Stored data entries
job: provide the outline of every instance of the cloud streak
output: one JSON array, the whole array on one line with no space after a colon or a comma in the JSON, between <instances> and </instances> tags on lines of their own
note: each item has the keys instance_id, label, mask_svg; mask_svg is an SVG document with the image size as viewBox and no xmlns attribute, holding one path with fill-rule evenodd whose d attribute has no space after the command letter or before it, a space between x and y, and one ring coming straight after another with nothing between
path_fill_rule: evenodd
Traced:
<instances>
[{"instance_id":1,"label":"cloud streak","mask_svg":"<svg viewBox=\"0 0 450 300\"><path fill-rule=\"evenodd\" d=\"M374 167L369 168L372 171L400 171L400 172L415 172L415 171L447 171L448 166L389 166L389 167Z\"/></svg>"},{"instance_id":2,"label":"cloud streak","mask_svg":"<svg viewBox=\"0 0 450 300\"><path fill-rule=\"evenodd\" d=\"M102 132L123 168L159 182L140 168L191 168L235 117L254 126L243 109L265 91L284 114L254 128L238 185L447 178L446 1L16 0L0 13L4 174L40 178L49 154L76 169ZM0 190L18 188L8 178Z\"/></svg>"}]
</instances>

• _TASK INSTRUCTIONS_
Every entry should be printed again exactly as it stands.

• _EXERCISE RESULT_
job: provide the outline of every instance of the cloud streak
output: one JSON array, the whole array on one line with no space after a colon or a comma in the JSON, between <instances> and </instances> tags on lines of their own
note: each item has the keys instance_id, label, mask_svg; mask_svg is an SVG document with the image size as viewBox and no xmlns attribute, holding one path with fill-rule evenodd whose d attribute has no space after the command letter or before it, a space between x and y, and one ring coming straight after another with nothing between
path_fill_rule: evenodd
Traced:
<instances>
[{"instance_id":1,"label":"cloud streak","mask_svg":"<svg viewBox=\"0 0 450 300\"><path fill-rule=\"evenodd\" d=\"M374 167L369 168L372 171L400 171L400 172L415 172L415 171L447 171L448 166L389 166L389 167Z\"/></svg>"},{"instance_id":2,"label":"cloud streak","mask_svg":"<svg viewBox=\"0 0 450 300\"><path fill-rule=\"evenodd\" d=\"M102 132L123 168L159 182L140 168L191 168L235 117L254 126L243 109L265 91L284 114L254 128L238 185L447 178L446 1L16 0L0 13L4 174L40 178L49 154L76 169ZM0 190L18 188L8 178Z\"/></svg>"}]
</instances>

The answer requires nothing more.